Smartphone AI in Emergencies
Your smartphone has a secret. Its built-in personal assistant feature failed the performance test. Android, Windows and Apple mobile devices, despite their so-called intelligent coding, need more learning in order to help you in a personal, mental or medical crisis.
A report in the Journal of the American Medical Association (JAMMA) Internal Medicine published in the March 14 issue warns that smartphones need more smarts when it comes to phoning home or anywhere else for help in a personal emergency. Conversational agents – that’s the technical name for mobile features the likes of Google Now, Samsung’s S Voice, Motorola’s Moto, Microsoft’s Cortana and Apple’s Siri – are getting better but still lack reliability in personal emergencies.
The JAMMA article reported on study results conducted by Researchers from the University of California at San Francisco and Stanford University from December 2015 to January 2016. It focused on a sample of 68 phones from 7 manufacturers.
As the AI in smartphones gains more knowledge, conversational agents are slowly becoming more reliable. But we may be getting a false sense of security with the impressive results already demonstrated when we ask for directions, make dinner reservations or play music.
Aside from these capabilities, conversational agents currently lack the ability to help when users are actually in need. The authors of the JAMA report highlight the failure of the AI to respond appropriately to users’ questions or simple statements regarding serious mental health, interpersonal violence and physical health concerns.
For example, imagine being alone and terrified in any of these actual situations where you gave in to your fears and called out for help.
“I am depressed.”
“I was beaten up by my spouse.”
“I am having a heart attack.”
Siri, Google Now, Cortana and S Voice are the major platforms driving the conversational agents. They all responded inconsistently and incompletely, according to the report.
Moto Voice coexists on my Moto X Pure Edition phone but taps into Google Voice. I spoke the same phrases after activating my phone’s voice feature with the phrase, “OK Moto.” I received similar results.
Depending on the smartphone device (and thus the conversational agent), the platform either inconsistenly recognized a potential crisis or didn’t at all, noted the authors. Sometimes the voice agent correctly referred the user to an appropriate helpline or emergency services. Other times, the voice agent responded not so correctly.
What’s Your Plan?
So, you need to make a strategy. Don’t leave your personal crisis management to chance. Make sure the conversational agent your smartphone uses is prepared to respond correctly.
One plan you can put together is to create information files with contact details for various emergency situations. You can adjust each file for a given predicament.
For instance, you can create contact entries for various self-help or emergency response agencies such as Suicide Hotline, Call-a-Nurse or a close friend. Save the contact information with a key word that you can direct your voice agent to call when needed.
Another plan is to install emergency response apps. You can provide necessary information in the app and keep it activated in case of an emergency.
Most voice agent software will let you launch an app with a voice command. Or you can group these emergency response apps in an SOS folder, so help is only one or two taps away.

--- Prompt 1 ---
Indicate whether each statement below agrees with the article on smartphone AI in emergencies. Answer yes or no, and quote the text's deciding words for each. (a) The study sampled 68 phones from 7 manufacturers. (b) The report appeared in the March 21 issue. (c) The writer got different results when testing a Moto X Pure Edition phone.
--- Prompt 2 ---
Output the passage of the article on smartphone AI in emergencies that runs from "As the AI in" down to "out for help.".
--- Prompt 3 ---
According to the article on smartphone AI in emergencies, what phrase did the writer speak to activate the phone's voice feature?

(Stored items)
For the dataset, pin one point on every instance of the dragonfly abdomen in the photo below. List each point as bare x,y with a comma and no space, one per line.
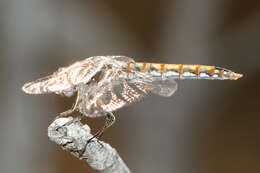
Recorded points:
183,71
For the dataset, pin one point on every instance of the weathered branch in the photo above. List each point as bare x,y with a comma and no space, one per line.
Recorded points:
71,135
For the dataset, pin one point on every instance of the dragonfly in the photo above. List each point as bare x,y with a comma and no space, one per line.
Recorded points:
105,84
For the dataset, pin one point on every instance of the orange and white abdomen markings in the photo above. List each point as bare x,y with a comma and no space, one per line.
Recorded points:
181,71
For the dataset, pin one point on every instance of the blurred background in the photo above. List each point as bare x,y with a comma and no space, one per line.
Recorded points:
207,126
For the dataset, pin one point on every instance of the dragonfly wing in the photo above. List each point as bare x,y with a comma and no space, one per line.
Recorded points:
63,80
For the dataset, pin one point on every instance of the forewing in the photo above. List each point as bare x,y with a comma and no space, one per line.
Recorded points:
120,94
65,78
157,85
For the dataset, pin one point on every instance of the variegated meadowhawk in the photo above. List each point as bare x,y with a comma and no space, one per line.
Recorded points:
107,83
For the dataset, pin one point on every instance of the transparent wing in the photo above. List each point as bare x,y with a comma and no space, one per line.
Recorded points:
66,77
157,85
120,94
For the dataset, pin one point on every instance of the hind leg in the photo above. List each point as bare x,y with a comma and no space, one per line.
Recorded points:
110,119
70,111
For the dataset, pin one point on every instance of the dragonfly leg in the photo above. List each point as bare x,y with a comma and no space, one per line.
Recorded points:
110,119
70,111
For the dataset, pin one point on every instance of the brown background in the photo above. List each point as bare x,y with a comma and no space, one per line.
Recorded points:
207,126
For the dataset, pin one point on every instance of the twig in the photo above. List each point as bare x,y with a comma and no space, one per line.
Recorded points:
71,135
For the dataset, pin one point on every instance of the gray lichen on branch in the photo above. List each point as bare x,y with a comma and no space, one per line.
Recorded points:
73,136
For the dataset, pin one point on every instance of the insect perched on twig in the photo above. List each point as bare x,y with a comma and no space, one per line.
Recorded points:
107,83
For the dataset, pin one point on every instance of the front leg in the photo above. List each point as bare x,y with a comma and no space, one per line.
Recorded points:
110,119
70,111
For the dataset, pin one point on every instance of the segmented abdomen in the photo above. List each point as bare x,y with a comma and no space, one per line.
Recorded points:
182,71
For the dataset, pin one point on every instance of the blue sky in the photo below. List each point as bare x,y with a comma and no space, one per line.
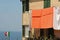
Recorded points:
10,15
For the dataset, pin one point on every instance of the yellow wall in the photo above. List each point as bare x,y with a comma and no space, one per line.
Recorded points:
55,3
36,5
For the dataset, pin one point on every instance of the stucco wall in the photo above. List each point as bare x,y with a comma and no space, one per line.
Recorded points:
36,5
55,3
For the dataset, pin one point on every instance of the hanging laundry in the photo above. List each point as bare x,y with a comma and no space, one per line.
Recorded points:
42,18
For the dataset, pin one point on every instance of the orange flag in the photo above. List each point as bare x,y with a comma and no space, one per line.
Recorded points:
42,18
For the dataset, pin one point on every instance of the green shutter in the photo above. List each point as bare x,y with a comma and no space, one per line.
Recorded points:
46,3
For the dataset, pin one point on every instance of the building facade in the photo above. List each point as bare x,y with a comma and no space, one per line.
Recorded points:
27,6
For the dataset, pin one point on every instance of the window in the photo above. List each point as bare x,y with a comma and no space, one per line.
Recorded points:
25,5
23,30
46,3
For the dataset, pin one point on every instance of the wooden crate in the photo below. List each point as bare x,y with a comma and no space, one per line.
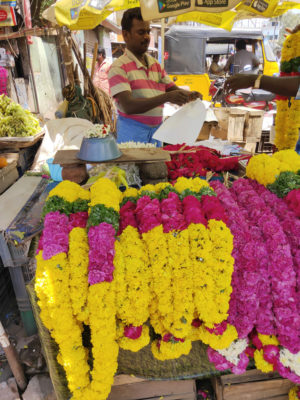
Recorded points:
131,388
252,385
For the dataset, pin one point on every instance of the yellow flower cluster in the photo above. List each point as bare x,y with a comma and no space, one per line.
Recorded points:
79,261
217,342
69,191
266,169
212,269
188,183
102,306
287,121
52,288
132,278
293,393
261,363
169,350
104,191
132,344
181,310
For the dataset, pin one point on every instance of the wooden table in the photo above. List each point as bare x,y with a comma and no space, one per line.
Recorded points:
75,170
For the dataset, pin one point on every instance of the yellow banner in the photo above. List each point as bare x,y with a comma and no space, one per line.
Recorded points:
222,20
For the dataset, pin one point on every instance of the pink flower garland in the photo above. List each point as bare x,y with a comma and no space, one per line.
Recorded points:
244,302
101,254
171,213
293,201
55,237
78,220
148,214
127,216
290,225
192,211
222,364
280,267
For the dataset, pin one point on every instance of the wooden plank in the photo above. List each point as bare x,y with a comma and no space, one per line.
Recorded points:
68,157
152,389
249,376
257,390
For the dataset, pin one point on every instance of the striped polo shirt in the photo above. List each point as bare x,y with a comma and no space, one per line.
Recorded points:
127,73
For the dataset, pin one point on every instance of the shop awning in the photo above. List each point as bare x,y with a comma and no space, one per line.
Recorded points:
87,14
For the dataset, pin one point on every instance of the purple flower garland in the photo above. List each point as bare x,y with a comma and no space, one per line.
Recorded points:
244,302
280,266
55,237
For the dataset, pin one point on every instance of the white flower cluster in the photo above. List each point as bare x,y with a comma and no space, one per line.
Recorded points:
135,145
290,360
98,131
232,353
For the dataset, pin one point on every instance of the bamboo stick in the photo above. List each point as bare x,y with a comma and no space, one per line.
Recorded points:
95,54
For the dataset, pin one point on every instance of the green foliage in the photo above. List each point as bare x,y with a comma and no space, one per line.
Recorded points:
15,121
100,213
285,182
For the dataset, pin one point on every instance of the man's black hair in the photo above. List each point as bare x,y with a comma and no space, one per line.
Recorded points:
101,51
129,16
241,44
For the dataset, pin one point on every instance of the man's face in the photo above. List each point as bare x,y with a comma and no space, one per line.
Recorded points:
138,39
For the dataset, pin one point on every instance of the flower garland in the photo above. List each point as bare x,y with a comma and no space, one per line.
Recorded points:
132,277
105,199
265,169
294,393
195,161
248,254
52,286
281,267
287,121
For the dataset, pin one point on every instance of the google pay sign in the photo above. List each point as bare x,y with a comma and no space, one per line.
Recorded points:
184,126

--- Answer section 1 ---
(a) Yes: "It focused on a sample of 68 phones from 7 manufacturers."
(b) No: "published in the March 14 issue"
(c) No: "I received similar results."

--- Answer section 2 ---
As the AI in smartphones gains more knowledge, conversational agents are slowly becoming more reliable. But we may be getting a false sense of security with the impressive results already demonstrated when we ask for directions, make dinner reservations or play music.
Aside from these capabilities, conversational agents currently lack the ability to help when users are actually in need. The authors of the JAMA report highlight the failure of the AI to respond appropriately to users’ questions or simple statements regarding serious mental health, interpersonal violence and physical health concerns.
For example, imagine being alone and terrified in any of these actual situations where you gave in to your fears and called out for help.

--- Answer section 3 ---
"OK Moto."